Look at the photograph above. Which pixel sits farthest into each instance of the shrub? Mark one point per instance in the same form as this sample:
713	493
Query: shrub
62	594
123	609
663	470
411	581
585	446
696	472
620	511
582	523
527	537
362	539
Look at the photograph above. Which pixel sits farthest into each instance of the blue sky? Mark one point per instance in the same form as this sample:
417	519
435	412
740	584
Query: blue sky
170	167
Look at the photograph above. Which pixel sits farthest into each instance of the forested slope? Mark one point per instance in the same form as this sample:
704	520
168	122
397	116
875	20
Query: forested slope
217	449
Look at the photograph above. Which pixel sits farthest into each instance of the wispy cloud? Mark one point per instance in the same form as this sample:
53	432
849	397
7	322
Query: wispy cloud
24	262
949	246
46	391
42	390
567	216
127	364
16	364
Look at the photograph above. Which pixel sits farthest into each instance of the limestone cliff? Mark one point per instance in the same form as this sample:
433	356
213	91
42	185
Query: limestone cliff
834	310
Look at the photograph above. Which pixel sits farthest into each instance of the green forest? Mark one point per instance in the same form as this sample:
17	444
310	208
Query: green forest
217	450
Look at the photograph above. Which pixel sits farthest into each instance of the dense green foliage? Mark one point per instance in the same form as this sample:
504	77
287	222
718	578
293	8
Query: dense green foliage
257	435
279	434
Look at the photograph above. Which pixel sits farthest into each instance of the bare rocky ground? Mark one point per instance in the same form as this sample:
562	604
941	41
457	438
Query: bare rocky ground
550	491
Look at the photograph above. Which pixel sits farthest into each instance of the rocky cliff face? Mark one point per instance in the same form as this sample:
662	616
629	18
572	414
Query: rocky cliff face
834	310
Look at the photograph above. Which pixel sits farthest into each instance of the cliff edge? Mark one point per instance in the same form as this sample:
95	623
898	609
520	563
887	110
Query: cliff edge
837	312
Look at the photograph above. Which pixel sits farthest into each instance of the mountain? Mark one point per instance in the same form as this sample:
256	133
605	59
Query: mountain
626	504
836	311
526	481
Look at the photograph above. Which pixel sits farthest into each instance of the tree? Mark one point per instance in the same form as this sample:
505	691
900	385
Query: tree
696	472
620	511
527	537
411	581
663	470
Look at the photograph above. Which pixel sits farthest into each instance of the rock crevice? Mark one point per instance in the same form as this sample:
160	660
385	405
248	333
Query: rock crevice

#### [What needs to be done]
Each line of the listing must appear in the answer exactly as above.

#### [Response below]
Look at the photograph above. Which pixel sits farthest into each instance of the shrub? Mark one point per instance in the same form as this sample:
713	493
Query: shrub
62	594
123	609
663	470
411	581
585	446
696	472
620	511
582	523
527	537
362	539
Look at the photograph above. Which pixel sits farthest into each instance of the blue sky? Mark one point per instance in the same form as this sample:
417	519
435	412
740	584
Query: blue sky
170	167
Look at the photograph above. Which pixel sits farthest into each instance of the forested slope? Mark one point per instance in the same form as this sample:
704	520
168	122
397	116
875	20
Query: forested slope
217	449
Look at the photograph above. Which pixel sits farthest into each instance of the wispy cloud? Mark one point per instance in the same form as this sample:
53	432
849	397
7	322
Query: wispy cloud
24	262
949	246
46	391
42	390
567	216
127	364
16	364
Look at the photograph above. Which pixel sits farthest into each instance of the limestone cliff? Mark one point per instance in the same form as this sample:
433	356
213	91
42	185
Query: limestone cliff
834	310
Look at the photograph above. Which pixel sits farthest into each instance of the green forest? Mark one point per instance in the same form as this sample:
17	444
310	208
Query: green forest
217	450
Look at the photograph above. Which pixel sits farthest into each instance of the dense green foliage? Mark one point per instance in the same form as this sample:
504	77
287	222
718	578
293	8
Query: dense green foliage
257	435
279	434
Look at the photograph above. Which pixel sits farthest into each instance of the bare rocky ground? Mark one point per instance in the same form as this sample:
562	604
941	41
457	438
Query: bare rocky ground
550	491
Look at the photograph above. Which pixel sits farthest into each instance of the rocky cliff face? Mark one point per instance in the same form as this sample:
662	616
629	18
572	414
Query: rocky cliff face
834	310
Look at the photograph above. Which pixel sits farthest into each instance of the cliff edge? Mark one point per instance in the same form as this sample:
95	623
898	609
520	563
887	110
Query: cliff edge
837	312
Look at the photograph above. Which pixel sits farthest into each instance of the mountain? Mark one point per instance in the same form as this sample:
256	133
605	59
Query: mountain
626	504
836	311
526	481
Look at the photograph above. Which pixel sits farthest into each instance of the tree? Mark one point per instance in the same form as this sample:
505	691
900	385
Query: tree
696	472
620	511
527	537
411	581
663	470
Look at the photograph above. Which pixel sits farthest into each instance of the rock crevice? Mark one point per instance in the same form as this sample:
160	660
385	405
248	333
Query: rock crevice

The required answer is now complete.